Deine Aufgabe: Schreibe die Zeilen der Einträge als Markdown-Tabelle mit den Spalten "Nummer" und "Zeile" um, beginnend bei der Zeile, die "Phrase: dark curly hair" enthält, und endend mit der letzten Zeile der Einträge, wobei beide Zeilen dazugehören. Nummeriere die Zeilen in der Spalte "Nummer" fortlaufend und lass leere Zeilen weg.

(Einträge zur Positionsbestimmung)

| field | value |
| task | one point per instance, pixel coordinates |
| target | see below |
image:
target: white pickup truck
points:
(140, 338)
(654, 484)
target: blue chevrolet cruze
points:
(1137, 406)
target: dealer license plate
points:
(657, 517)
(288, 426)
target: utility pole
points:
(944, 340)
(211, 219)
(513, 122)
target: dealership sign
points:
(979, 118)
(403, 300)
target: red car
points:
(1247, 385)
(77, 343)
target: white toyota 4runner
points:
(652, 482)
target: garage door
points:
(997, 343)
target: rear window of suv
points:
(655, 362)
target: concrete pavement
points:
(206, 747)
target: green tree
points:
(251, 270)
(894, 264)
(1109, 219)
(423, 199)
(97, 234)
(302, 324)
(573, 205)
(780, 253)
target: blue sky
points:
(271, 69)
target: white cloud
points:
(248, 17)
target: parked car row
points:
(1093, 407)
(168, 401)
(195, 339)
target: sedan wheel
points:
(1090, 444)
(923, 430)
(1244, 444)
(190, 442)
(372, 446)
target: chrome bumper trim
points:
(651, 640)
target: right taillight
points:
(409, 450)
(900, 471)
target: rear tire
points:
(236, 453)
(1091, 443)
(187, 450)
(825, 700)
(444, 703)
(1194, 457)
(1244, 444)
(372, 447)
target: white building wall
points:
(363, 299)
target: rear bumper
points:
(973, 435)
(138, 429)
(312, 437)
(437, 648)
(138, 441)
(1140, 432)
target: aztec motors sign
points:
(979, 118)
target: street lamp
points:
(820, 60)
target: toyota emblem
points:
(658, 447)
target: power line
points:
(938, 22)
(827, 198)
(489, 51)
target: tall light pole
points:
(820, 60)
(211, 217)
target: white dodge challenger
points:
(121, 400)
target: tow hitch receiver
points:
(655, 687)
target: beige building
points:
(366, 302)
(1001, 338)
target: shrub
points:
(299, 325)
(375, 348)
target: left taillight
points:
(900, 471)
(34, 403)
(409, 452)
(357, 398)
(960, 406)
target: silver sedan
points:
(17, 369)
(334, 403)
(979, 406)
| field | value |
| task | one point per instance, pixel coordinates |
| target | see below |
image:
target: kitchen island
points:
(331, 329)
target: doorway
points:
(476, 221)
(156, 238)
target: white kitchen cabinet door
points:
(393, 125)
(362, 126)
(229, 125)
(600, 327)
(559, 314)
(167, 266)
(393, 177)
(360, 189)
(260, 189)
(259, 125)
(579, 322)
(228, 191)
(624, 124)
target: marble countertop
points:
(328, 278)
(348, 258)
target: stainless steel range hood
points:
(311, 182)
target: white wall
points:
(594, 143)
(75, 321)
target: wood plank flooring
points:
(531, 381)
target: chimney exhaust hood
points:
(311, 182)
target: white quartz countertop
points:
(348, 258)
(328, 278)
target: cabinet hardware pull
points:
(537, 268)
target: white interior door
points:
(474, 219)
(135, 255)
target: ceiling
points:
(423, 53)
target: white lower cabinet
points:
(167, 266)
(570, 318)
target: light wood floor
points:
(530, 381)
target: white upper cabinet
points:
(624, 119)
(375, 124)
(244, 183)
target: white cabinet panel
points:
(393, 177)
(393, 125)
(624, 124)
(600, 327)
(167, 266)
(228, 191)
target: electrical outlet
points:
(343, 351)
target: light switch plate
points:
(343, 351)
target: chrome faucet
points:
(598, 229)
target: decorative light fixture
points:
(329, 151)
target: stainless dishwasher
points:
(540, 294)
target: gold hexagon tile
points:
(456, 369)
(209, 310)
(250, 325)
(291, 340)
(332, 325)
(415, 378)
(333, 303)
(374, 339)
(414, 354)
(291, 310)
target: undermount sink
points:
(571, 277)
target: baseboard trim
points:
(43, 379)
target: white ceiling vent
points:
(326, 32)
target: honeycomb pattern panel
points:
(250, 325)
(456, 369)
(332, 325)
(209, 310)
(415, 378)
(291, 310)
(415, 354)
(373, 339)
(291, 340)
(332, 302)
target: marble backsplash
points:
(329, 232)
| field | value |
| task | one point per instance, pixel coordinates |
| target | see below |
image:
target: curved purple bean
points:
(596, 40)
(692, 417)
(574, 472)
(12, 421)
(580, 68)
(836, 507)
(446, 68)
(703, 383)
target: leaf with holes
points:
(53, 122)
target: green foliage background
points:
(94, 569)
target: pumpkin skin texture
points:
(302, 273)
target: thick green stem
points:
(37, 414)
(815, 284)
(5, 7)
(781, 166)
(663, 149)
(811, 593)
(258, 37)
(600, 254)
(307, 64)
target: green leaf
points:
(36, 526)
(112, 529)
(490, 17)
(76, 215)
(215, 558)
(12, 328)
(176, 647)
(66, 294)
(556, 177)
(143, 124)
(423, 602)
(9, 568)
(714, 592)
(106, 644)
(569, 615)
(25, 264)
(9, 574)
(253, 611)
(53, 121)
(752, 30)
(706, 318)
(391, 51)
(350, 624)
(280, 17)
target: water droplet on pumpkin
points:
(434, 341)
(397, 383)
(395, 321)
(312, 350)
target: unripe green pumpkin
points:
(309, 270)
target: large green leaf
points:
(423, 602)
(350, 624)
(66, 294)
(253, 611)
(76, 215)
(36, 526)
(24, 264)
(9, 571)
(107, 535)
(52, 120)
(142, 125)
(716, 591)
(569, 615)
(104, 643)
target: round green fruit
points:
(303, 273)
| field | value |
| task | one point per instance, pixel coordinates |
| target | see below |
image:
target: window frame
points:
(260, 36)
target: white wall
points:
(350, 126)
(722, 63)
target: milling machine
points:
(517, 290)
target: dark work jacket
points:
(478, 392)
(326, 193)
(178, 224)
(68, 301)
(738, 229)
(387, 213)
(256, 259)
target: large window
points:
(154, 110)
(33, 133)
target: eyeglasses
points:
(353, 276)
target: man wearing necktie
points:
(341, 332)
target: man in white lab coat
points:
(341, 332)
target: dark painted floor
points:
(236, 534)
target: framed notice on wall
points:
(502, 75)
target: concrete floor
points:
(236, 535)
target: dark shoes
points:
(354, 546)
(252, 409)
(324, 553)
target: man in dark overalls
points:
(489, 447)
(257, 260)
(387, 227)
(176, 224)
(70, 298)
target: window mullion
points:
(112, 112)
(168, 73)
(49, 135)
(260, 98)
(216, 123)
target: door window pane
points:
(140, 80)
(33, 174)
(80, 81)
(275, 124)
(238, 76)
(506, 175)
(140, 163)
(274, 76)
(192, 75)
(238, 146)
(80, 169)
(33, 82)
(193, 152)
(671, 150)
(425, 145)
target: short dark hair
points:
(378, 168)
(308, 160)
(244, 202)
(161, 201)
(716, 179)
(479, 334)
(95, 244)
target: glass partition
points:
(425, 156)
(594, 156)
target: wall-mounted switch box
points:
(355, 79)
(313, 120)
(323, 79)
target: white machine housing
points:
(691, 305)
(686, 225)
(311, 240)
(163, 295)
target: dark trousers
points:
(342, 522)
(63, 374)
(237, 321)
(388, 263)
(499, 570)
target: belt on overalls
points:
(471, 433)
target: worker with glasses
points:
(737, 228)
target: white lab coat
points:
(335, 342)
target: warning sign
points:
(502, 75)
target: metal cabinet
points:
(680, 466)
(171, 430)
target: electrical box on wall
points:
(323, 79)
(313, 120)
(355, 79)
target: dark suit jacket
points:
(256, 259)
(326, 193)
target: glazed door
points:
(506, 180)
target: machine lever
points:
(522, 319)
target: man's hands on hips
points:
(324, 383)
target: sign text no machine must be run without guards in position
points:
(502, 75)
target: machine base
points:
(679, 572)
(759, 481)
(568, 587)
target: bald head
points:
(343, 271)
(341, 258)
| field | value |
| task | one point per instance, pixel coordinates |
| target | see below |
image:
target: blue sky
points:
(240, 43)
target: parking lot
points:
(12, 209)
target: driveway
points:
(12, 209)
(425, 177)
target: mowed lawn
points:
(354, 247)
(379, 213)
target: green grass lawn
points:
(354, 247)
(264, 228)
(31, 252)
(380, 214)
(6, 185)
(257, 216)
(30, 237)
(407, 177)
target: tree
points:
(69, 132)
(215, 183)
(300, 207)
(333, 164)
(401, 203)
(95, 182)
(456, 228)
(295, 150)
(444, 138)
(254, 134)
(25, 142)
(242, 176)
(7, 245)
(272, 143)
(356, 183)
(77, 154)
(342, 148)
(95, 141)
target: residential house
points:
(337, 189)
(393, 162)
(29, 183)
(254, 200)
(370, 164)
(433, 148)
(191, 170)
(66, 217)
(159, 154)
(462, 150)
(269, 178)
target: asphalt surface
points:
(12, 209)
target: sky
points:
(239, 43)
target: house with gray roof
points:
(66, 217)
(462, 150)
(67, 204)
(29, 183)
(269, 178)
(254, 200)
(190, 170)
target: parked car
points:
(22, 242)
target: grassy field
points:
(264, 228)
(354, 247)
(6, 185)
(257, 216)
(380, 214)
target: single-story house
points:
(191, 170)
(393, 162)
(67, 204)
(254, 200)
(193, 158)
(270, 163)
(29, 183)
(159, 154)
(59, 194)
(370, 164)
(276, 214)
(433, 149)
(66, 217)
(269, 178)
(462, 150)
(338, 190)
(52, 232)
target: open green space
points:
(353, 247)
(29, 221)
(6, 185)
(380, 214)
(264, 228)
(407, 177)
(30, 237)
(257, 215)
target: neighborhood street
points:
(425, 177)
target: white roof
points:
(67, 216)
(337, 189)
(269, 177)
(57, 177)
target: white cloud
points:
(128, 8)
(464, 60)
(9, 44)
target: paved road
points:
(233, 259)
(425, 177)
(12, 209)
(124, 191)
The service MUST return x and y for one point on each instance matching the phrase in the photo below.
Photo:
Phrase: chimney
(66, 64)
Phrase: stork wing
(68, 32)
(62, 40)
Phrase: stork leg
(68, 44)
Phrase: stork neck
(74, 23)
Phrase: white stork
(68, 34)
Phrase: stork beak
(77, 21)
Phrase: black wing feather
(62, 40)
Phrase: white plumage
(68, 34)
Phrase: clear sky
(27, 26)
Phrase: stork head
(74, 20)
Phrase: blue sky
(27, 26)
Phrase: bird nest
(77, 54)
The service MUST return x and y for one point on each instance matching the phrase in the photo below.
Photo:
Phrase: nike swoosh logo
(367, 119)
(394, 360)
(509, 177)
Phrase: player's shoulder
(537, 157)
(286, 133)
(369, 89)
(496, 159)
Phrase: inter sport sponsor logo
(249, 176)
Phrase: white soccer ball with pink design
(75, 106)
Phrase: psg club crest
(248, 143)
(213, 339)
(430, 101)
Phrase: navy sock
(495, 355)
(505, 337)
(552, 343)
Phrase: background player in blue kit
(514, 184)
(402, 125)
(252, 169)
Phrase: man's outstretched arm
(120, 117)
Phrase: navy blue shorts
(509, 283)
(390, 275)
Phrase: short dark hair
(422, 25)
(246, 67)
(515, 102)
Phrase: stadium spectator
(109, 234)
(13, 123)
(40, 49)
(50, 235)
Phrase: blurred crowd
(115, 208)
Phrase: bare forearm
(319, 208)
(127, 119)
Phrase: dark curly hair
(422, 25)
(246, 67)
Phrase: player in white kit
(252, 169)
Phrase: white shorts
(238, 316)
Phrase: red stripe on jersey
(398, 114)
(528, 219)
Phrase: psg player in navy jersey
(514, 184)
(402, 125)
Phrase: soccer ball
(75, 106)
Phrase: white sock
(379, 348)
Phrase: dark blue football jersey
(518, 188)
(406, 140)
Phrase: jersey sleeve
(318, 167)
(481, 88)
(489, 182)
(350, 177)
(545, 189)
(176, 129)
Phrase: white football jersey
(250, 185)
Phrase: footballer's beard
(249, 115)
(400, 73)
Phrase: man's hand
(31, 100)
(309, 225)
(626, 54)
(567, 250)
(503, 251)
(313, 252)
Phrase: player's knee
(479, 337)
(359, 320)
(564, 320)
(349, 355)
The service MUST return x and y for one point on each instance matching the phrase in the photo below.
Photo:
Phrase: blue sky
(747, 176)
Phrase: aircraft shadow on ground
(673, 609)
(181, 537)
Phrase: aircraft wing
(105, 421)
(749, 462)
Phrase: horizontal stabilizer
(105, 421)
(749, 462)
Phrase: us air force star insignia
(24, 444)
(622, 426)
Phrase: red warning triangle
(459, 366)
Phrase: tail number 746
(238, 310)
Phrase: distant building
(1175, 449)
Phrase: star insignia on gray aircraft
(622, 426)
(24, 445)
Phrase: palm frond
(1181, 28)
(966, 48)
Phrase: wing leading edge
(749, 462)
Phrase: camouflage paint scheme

Antwort zur Aufgabe:
| Nummer | Zeile |
|---|---|
| 1 | Phrase: dark curly hair |
| 2 | (422, 25) |
| 3 | (246, 67) |
| 4 | Phrase: player in white kit |
| 5 | (252, 169) |
| 6 | Phrase: white shorts |
| 7 | (238, 316) |
| 8 | Phrase: red stripe on jersey |
| 9 | (398, 114) |
| 10 | (528, 219) |
| 11 | Phrase: psg player in navy jersey |
| 12 | (514, 184) |
| 13 | (402, 125) |
| 14 | Phrase: soccer ball |
| 15 | (75, 106) |
| 16 | Phrase: white sock |
| 17 | (379, 348) |
| 18 | Phrase: dark blue football jersey |
| 19 | (518, 188) |
| 20 | (406, 140) |
| 21 | Phrase: jersey sleeve |
| 22 | (318, 167) |
| 23 | (481, 88) |
| 24 | (489, 182) |
| 25 | (350, 177) |
| 26 | (545, 189) |
| 27 | (176, 129) |
| 28 | Phrase: white football jersey |
| 29 | (250, 185) |
| 30 | Phrase: footballer's beard |
| 31 | (249, 115) |
| 32 | (400, 73) |
| 33 | Phrase: man's hand |
| 34 | (31, 100) |
| 35 | (309, 225) |
| 36 | (626, 54) |
| 37 | (567, 250) |
| 38 | (503, 251) |
| 39 | (313, 252) |
| 40 | Phrase: player's knee |
| 41 | (479, 337) |
| 42 | (359, 320) |
| 43 | (564, 320) |
| 44 | (349, 355) |
| 45 | The service MUST return x and y for one point on each instance matching the phrase in the photo below. |
| 46 | Photo: |
| 47 | Phrase: blue sky |
| 48 | (747, 176) |
| 49 | Phrase: aircraft shadow on ground |
| 50 | (673, 609) |
| 51 | (181, 537) |
| 52 | Phrase: aircraft wing |
| 53 | (105, 421) |
| 54 | (749, 462) |
| 55 | Phrase: horizontal stabilizer |
| 56 | (105, 421) |
| 57 | (749, 462) |
| 58 | Phrase: us air force star insignia |
| 59 | (24, 444) |
| 60 | (622, 426) |
| 61 | Phrase: red warning triangle |
| 62 | (459, 366) |
| 63 | Phrase: tail number 746 |
| 64 | (238, 310) |
| 65 | Phrase: distant building |
| 66 | (1175, 449) |
| 67 | Phrase: star insignia on gray aircraft |
| 68 | (622, 426) |
| 69 | (24, 445) |
| 70 | Phrase: palm frond |
| 71 | (1181, 28) |
| 72 | (966, 48) |
| 73 | Phrase: wing leading edge |
| 74 | (749, 462) |
| 75 | Phrase: camouflage paint scheme |